§ TEXT PASSAGE
⟨

From a press release.

Thacker Caskets recently completed a multi-year project to restore the original casket of Emmett Till, an African-American teenager murdered in 1955. Emmett Till’s case has been credited as a spark of the mid-century African American civil rights movement, bringing awareness to segregation issues particularly in the south. The restored casket is now a permanent exhibit at the Smithsonian’s National Museum of African American History & Culture in Washington, DC.

Till was an African American teenager from Chicago who was visiting family in Mississippi. Till was accused of whistling and flirting with the white wife of a grocery store owner, Carolyn Bryant. Four days later, Carolyn’s husband and half-brother kidnapped, beat and murdered Till before dumping him into the Tallahatchie River. He was found a couple of days later by two fishermen, his face unrecognizable. The murderers were later acquitted by an all-white jury.

Till’s body was shipped to his hometown of Chicago where his mother decided on an open-casket funeral. In her words, she wanted to “let the world see what has happened because there is no way I could describe this. And I needed somebody to help me tell what it was like”. The open casket brought not only awareness to this singular incident, but has also been described as a metaphor for segregation during that time in the racially charged south. 

According to Smithsonian Magazine, seeing Till in the casket “motivated a lot of people that were standing what we call ‘on the fence’ against racism. It encouraged them to get in the right and do something about it.”

In 2005, Till’s body needed to be exhumed in order to reopen the case, and with state laws preventing burial in the original casket, it was eventually found in a shed at the cemetery. Eventually the Smithsonian’s National Museum of African American History and Culture acquired the casket through family donation.
It was released in January 2017 that, during an interview conducted in 2008 with a historian writing a book on the case, Carolyn Bryant Donham had admitted she had lied about the claim that Till made advances towards her.

Thacker has been involved with the casket restoration project since 2010, when museum curators simply visited Thacker’s facility to learn more about the funeral industry and caskets. After the Smithsonian decided to officially add the casket as an exhibit, the curators again reached out to Thacker, this time looking for help with the restoration of the casket.

“I visited the Smithsonian Research Center where I got to see the casket in its original state. The casket had been put into a shed and therefore it was rusted, discolored and the fabric had been in poor shape. The Smithsonian had disassembled it to do analyses on the entire casket including its paint, head panel, and even down to the fibers in the fabric” says Justin Thacker, Director of Manufacturing at Thacker Caskets. The casket was analyzed for about a year at the Smithsonian research facility where every original piece of the casket was cataloged by Smithsonian team members to ensure that the restoration was as period-correct as possible.

⟩

Dataset rows showing where objects appear:
⟨

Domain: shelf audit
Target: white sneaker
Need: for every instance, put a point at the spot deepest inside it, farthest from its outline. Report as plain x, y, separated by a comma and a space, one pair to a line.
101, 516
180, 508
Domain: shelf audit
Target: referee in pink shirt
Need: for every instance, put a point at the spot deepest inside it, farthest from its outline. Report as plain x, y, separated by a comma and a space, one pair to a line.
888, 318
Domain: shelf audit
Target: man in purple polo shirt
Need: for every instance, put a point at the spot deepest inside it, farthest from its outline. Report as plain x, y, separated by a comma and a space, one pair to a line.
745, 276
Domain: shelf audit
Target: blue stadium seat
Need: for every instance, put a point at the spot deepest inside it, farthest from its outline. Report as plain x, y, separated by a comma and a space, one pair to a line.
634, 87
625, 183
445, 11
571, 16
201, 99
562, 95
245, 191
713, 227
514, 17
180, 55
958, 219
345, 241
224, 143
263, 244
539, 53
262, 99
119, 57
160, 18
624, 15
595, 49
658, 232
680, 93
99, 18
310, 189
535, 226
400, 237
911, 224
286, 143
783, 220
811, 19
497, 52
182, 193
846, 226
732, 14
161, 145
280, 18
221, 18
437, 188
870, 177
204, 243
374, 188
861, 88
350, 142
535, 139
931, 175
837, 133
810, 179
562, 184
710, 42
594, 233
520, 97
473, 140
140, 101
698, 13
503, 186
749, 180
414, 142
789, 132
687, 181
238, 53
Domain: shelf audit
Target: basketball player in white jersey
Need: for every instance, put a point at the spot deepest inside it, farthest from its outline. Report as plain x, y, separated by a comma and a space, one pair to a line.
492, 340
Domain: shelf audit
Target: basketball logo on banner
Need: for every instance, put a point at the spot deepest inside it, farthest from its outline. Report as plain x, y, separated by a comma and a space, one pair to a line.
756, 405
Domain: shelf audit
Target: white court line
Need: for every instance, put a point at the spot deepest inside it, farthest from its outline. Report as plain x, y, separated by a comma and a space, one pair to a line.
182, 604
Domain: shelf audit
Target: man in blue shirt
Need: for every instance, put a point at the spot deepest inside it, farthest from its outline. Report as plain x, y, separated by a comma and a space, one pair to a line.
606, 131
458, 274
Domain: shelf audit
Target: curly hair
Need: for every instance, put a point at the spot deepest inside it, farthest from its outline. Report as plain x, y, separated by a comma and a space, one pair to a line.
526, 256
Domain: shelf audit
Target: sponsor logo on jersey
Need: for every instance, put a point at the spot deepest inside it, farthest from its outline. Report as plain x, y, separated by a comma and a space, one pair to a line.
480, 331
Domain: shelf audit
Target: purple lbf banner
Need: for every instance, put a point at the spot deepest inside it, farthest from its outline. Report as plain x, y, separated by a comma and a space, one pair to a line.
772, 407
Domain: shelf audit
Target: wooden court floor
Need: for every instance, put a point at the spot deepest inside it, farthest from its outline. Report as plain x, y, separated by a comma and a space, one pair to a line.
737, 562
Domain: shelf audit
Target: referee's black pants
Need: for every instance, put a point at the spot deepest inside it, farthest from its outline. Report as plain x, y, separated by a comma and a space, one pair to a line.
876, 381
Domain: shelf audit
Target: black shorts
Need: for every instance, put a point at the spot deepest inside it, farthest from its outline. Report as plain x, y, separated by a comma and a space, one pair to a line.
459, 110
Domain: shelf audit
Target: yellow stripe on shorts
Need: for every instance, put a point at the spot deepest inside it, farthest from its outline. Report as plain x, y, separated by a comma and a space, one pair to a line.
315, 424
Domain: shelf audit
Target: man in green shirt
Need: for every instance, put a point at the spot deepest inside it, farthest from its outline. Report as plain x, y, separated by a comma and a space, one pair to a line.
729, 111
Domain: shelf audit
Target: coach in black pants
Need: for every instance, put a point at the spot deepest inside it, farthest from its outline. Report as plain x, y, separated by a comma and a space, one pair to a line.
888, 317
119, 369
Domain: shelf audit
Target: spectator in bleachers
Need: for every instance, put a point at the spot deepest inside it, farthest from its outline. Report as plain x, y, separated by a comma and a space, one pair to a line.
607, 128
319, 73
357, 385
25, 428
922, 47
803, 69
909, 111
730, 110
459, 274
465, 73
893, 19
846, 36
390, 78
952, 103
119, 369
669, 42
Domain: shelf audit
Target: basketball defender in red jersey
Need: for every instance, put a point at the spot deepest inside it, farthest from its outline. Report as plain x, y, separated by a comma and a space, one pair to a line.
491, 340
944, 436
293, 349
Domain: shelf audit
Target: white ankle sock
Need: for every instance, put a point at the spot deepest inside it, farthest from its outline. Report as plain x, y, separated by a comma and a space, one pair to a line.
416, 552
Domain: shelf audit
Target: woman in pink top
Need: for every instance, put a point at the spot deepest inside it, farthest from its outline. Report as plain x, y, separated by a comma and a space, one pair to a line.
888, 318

⟩

§ REQUIRED WORK
(A) According to the press release, where is the restored casket now on permanent exhibit?
(B) Please reproduce the portion of the press release between "Till was an" and "an all-white jury.", inclusive.
These records have nothing to do with the press release.

§ TASK ANSWERS
(A) At the Smithsonian's National Museum of African American History & Culture in Washington, DC.

(B)
Till was an African American teenager from Chicago who was visiting family in Mississippi. Till was accused of whistling and flirting with the white wife of a grocery store owner, Carolyn Bryant. Four days later, Carolyn’s husband and half-brother kidnapped, beat and murdered Till before dumping him into the Tallahatchie River. He was found a couple of days later by two fishermen, his face unrecognizable. The murderers were later acquitted by an all-white jury.